▶ [Text]:

# # # #

This phrase has been mistranslated as “Ndiigbo have no leaders”. Chukwuemeka Odumegwu Ujoukwu was decorated with “Ezeigbo Gbururgburu” by popular mandate because of his achievements; he was not a monarchy and the common Onyeigbo is at liberty to disagree with his opinion. It does not happen elsewhere. In the traditional Igbo society, there are no monarchies (rulership of kings and queens). What we had was like the Roman 'Paterfamilias' or in Igbo ‘Okpara’. The only place we had a monarch but that falls within the Igbo territory was Onitsha, but even Onye-Onitsha does not understand himself as Igbo. Surpringly, to the outsider, the monarchy of Onitsha does not extend to Obosi or Nkpor. No other place in Igboland will it be found that kind of monarchy which is the inheritance of Umuchima from the former Benin empire. So, Onitsha's monarchy cannot speak for Ndiigbo.

During the colonial invasion, the Europeans found it difficult to penetrate the Igbo territory by negotiation because of “Igbo Enwe-Eze”. How is it? To penetrate any little Igbo hamlet by negotiation would have taken them two centuries or more. A couple of hamlets in a settlement constituted an autonomous entity with the full features of a state and very sustainable. No settlement had a ‘King’. External relationships were representative and those who are selected to represent are those who had qualified themselves for it. So there was the elders, the titled men, the age groups, the cult groups, the social groups, the work groups etc; these groups play different roles to maintain the social order. The Okpara who bears the ‘Ofo’ is not a ‘King’. He inherits and custodies the ancestral deposits of the community and is laden with the responsibility of ‘a bridge’ between the living and the dead. His authority is spiritual, never political.

To negotiate with a set-up like this would have foiled or frustrated the colonial agenda. The colonialists, therefore resorted to military force and western education/religion to conquer the Igbo territory, which is reputed as the last region of Nigeria to submit to colonial rule. They used military might to injure the Igbo confidence and pride in their physicality which they severally referred to as foolhardiness and used education/religion to loosen their hold on culture and tradition.

 The first generation Igbo in education and Christianity did not embrace these two because they loved God or the western civilization but because they wanted to penetrate the secret of the avowed enemy in order to conquer them.

The British designed for the Igbo an education and religion that will rather damage his ego and keep him in perpetual subservience. For instance, Mathematics became superior to Afa, London had streets and Umudioka had pathways, God is white and devil is black. The beautiful places of the west were used to depict heaven whereas the beautiful places in Africa where used to depict hell.  The process of evolution had Africa at the beginning and Europe at the maturing. Professor Chinweizu called this whole exercise ‘retooling’ and ‘miseducation’.

The Igbo republic was abandoned by Ndiigbo who made for the heavens of their illusion but hung in limbo; they cannot get to the promised heaven they cannot go back to their abandoned hell. The last conquest was the restructuring of the social order where “Igbo enwe-eze” became a socio-political deficit.

# # # #

▶ [Supplied material]:
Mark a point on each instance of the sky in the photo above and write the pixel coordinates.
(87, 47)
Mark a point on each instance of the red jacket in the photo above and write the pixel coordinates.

# # # #

▶ [Directions]:
a: Update the passage of the essay on Igbo society from "To negotiate with" up to and including "culture and tradition.", replacing "military" with "armed".
b: In the essay on Igbo society, what did Professor Chinweizu call the British effort to shape Igbo education and religion?
c: Carry on the essay on Igbo society, picking up after its last sentence.

▶ [Exercise answers]:
a:
To negotiate with a set-up like this would have foiled or frustrated the colonial agenda. The colonialists, therefore resorted to armed force and western education/religion to conquer the Igbo territory, which is reputed as the last region of Nigeria to submit to colonial rule. They used armed might to injure the Igbo confidence and pride in their physicality which they severally referred to as foolhardiness and used education/religion to loosen their hold on culture and tradition.

b: He called it "retooling" and "miseducation."

c:
Meanwhile the North and Southwest had established monarchical hierarchies whose territories are expansive and well defined; negotiate with the Oba at Ileife, the whole southwest is in the palm of his hands, negotiate with the Sultan in Sokoto, the emirs and sarkis are his surrogates and the whole north is at your beck and call. So the colonialist had no need of military force or education/religion in the north but needed it in the southwest to check and combat the products of the southeast. In the Southwest, however, education was not designed to erase culture and tradition. The intention of the colonial government was to create a conflictual social order for their exploitation, and they got it.

The present political arrangement in the country will continue to play against the Igbo republic and that is why the agitation for Biafra can never die.

But “Igbo enwe-eze” is our strength; how? Nigeria is a pretended republic and Alaigbo is a republic naturally. Our current social order can be re-designed if Ndiigbo will be free I sive again. A governor of a state can decide to strengthen our traditional social institutions – Umunna, Otuogbo, Nze na ozo, Umuada etc as integral parts of government, place these groups in their proper ministries, create commissions for them and work with them. What we today have as “Igwe” should be understudied and given its proper place, the Okparas restored and given their proper privileged place with republican bye-laws. That way, we may not wait for every four years to share money, a bottom-up economy will begin to emerge, the populace will be more involved in their affairs and responsibility taken. Think of a situation where the Umuada is properly positioned in the politics of the state, your guess is as good as mine; just saying.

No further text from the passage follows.